Page text:
□ □ □ □

Every September marks the international effort World Alzheimer’s Month. Alzheimer’s disease is the most common type of dementia that people can have, and the disease affects millions of people all across the world. The disease most frequently affects older people: the National Institute on Aging writes that the “number of people with the disease doubles every 5 years beyond age 65…About one-third of all people age 85 and older may have Alzheimer’s disease.”
Understanding Alzheimer’s Disease
While it is commonly understood that older people are more susceptible to Alzheimer’s disease, and are perhaps more impacted by a range of issues that accompany cognitive decline, researchers are finding that they not the only people affected by the disease. The Alzheimer’s Association is just one of the organizations that is interested in early-onset Alzheimer’s disease, which can affect people who are as young as 30 years old. The Alzheimer’s Association in fact reports that, in the United States alone, early-onset Alzheimer’s may be affecting approximately 200,000 people who are under the age of 65.

□ □ □ □

Information given:
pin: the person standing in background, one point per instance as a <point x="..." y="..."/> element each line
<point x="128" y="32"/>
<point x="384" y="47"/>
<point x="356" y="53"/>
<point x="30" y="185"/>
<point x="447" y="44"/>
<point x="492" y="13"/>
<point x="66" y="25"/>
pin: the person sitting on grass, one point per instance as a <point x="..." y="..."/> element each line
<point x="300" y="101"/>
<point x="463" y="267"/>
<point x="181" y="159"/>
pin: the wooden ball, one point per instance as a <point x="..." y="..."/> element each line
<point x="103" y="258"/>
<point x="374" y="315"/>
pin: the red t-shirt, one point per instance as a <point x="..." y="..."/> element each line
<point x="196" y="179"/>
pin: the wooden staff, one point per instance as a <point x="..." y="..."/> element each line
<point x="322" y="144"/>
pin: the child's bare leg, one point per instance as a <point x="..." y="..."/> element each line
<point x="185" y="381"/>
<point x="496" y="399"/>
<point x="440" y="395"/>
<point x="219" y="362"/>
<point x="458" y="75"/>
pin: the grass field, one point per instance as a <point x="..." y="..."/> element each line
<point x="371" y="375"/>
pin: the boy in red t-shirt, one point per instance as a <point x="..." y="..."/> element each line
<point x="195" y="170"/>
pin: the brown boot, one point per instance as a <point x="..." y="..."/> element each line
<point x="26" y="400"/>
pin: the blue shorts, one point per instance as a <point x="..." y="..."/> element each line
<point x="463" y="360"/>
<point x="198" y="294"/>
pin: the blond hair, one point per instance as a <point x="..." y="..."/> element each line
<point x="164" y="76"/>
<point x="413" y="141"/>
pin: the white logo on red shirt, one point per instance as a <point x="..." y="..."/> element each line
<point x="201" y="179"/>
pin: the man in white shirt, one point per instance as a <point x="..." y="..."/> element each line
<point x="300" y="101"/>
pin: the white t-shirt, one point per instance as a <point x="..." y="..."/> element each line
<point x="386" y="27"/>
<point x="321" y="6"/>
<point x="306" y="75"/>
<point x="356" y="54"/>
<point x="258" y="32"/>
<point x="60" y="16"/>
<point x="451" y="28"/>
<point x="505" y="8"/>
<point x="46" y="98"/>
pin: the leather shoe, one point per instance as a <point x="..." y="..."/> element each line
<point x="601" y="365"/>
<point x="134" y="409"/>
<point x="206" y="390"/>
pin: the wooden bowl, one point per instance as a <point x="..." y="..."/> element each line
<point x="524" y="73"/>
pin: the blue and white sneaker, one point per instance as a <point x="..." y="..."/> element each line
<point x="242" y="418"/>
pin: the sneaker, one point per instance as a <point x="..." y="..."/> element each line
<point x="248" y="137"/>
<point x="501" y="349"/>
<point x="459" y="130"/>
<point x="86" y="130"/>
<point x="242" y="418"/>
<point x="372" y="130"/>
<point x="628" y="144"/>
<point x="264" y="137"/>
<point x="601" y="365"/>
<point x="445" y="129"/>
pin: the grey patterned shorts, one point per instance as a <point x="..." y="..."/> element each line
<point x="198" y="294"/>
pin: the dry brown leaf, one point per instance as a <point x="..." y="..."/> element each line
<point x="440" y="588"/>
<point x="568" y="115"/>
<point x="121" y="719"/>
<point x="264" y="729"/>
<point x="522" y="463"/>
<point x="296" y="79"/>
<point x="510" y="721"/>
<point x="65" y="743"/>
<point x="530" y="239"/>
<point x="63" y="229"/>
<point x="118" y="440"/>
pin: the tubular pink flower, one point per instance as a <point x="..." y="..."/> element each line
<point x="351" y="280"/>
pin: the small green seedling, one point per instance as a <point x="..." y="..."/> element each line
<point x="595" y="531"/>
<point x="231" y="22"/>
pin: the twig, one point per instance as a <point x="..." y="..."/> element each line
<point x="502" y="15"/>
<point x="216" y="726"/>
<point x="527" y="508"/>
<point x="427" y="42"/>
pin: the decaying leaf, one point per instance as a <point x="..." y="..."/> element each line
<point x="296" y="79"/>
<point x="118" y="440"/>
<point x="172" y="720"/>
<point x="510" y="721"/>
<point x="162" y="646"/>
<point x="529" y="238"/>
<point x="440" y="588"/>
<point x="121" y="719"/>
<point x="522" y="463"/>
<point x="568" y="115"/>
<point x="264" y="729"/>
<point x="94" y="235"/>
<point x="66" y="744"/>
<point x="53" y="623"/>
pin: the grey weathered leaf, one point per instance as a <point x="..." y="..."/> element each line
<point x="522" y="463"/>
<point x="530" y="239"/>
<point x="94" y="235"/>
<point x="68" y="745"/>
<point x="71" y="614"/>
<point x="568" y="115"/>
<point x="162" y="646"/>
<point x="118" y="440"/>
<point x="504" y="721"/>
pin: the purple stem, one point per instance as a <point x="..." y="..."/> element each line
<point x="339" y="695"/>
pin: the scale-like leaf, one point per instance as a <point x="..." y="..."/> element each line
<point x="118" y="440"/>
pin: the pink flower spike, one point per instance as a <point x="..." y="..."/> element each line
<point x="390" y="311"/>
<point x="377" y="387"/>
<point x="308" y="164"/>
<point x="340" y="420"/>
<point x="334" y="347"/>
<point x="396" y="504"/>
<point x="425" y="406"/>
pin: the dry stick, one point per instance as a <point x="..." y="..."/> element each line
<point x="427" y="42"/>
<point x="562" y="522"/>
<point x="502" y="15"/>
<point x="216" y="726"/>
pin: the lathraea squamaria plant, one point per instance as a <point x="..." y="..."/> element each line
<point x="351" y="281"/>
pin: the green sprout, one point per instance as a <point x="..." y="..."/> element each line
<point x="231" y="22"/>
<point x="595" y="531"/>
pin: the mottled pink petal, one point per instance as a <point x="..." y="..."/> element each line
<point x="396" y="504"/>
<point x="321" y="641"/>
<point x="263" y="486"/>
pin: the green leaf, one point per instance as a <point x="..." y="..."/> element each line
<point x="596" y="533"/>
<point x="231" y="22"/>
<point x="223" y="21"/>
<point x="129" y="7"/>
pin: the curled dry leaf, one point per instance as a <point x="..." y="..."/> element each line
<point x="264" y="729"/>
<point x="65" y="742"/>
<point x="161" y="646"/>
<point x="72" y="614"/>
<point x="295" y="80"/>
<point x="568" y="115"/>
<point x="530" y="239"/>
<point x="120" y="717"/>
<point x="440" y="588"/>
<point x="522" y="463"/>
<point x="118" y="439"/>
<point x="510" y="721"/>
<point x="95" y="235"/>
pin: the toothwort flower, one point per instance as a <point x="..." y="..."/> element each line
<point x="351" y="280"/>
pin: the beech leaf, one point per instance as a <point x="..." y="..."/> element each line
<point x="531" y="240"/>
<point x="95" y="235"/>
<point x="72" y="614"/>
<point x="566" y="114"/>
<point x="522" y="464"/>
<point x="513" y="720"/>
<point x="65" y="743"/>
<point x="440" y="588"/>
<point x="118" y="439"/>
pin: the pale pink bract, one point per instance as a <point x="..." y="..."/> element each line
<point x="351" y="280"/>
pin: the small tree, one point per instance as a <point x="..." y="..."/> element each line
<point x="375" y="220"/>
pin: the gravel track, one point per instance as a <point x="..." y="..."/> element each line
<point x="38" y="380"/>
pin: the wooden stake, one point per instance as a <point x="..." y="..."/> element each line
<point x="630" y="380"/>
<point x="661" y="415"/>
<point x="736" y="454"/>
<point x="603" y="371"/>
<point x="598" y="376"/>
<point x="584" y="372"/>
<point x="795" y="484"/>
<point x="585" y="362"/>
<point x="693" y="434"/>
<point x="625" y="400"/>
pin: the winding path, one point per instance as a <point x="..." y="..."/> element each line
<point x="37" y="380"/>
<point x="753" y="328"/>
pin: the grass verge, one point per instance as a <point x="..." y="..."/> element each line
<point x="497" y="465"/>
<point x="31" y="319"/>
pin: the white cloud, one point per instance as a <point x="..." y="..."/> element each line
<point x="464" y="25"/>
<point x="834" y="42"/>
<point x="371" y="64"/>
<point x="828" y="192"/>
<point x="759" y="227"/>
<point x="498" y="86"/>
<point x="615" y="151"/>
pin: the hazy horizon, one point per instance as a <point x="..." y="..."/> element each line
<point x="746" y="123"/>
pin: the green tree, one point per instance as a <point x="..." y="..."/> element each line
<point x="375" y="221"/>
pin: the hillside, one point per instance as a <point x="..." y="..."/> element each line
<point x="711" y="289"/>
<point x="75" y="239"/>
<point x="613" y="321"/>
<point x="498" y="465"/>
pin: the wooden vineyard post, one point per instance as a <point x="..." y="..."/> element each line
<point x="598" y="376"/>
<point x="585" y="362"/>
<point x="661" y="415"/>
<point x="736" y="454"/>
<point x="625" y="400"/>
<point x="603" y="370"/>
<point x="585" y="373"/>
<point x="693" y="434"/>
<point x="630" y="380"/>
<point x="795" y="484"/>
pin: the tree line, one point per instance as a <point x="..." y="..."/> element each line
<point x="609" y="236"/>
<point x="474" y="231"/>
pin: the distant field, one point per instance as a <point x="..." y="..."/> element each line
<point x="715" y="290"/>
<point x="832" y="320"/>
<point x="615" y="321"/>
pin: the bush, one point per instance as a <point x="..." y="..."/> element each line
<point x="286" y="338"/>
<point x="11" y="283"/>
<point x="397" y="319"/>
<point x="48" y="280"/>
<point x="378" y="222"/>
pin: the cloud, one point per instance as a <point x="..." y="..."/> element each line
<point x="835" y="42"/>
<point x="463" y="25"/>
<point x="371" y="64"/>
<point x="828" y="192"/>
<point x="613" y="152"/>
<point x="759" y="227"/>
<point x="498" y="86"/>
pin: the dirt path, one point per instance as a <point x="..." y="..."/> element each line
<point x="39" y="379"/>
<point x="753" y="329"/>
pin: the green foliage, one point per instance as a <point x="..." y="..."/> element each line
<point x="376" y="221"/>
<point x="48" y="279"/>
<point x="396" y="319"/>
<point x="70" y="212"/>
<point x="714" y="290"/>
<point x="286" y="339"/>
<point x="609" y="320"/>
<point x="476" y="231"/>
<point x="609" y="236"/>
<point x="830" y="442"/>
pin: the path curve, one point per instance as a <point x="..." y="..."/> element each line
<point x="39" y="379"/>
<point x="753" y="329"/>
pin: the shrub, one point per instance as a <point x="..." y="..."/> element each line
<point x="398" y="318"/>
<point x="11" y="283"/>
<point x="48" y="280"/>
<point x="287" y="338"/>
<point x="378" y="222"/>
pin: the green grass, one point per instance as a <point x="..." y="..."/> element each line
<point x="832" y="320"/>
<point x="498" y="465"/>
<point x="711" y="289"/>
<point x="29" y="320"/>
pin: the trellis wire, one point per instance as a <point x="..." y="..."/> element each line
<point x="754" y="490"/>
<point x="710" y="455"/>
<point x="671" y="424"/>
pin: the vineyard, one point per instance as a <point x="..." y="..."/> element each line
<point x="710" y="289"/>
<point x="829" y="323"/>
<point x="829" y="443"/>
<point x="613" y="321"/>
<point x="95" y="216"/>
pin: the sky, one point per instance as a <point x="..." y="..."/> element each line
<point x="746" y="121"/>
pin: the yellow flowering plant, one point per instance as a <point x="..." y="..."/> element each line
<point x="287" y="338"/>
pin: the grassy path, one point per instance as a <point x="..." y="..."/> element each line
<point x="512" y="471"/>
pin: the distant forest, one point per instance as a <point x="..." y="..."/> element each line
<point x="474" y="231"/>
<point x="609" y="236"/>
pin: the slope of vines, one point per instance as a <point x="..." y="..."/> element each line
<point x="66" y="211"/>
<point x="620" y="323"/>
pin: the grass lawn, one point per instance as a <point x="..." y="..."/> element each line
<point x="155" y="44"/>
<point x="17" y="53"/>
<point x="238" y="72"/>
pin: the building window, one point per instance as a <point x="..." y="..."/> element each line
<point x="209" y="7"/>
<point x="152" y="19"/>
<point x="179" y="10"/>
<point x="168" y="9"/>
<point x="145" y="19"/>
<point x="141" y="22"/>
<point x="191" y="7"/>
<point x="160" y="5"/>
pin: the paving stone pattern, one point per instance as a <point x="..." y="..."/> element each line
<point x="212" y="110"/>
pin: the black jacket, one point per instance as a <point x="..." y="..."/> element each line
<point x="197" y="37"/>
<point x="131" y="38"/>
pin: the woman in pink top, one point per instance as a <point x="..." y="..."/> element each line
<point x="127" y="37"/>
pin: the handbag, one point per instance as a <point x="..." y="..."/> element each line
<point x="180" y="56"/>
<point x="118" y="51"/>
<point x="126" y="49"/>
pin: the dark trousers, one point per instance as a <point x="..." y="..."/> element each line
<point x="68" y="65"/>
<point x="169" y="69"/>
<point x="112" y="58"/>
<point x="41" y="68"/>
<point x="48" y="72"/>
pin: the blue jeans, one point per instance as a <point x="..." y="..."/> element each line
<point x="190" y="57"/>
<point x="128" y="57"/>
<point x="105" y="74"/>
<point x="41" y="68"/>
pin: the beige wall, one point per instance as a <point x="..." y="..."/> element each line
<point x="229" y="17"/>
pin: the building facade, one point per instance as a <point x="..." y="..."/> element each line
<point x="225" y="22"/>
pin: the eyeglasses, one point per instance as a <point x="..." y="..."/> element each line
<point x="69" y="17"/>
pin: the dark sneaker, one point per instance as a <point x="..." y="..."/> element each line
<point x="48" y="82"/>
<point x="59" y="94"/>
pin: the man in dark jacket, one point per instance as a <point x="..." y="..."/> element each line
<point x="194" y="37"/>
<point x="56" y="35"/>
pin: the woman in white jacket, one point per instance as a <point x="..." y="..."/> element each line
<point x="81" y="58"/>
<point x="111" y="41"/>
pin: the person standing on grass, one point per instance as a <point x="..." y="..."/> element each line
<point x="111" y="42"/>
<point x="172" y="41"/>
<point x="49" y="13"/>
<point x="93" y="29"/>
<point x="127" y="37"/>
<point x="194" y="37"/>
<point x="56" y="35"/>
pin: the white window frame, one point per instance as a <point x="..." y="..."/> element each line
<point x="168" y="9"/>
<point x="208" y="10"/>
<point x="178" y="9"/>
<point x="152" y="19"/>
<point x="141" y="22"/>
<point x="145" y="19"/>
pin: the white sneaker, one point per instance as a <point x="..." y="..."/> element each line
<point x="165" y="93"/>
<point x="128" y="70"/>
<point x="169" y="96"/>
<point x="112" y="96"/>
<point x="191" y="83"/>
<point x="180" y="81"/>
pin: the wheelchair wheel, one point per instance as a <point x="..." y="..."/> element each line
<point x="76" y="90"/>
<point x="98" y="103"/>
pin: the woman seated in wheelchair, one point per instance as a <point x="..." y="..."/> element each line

□ □ □ □

Exercises:
1. From the Alzheimer's text, copy word for word the passage that begins at the words "Understanding Alzheimer’s Disease" and stops after the words "the age of 65.".
2. According to the Alzheimer's text, how many people under age 65 in the United States may have early-onset Alzheimer's?

Written responses:
1.
Understanding Alzheimer’s Disease
While it is commonly understood that older people are more susceptible to Alzheimer’s disease, and are perhaps more impacted by a range of issues that accompany cognitive decline, researchers are finding that they not the only people affected by the disease. The Alzheimer’s Association is just one of the organizations that is interested in early-onset Alzheimer’s disease, which can affect people who are as young as 30 years old. The Alzheimer’s Association in fact reports that, in the United States alone, early-onset Alzheimer’s may be affecting approximately 200,000 people who are under the age of 65.

2. Approximately 200,000 people.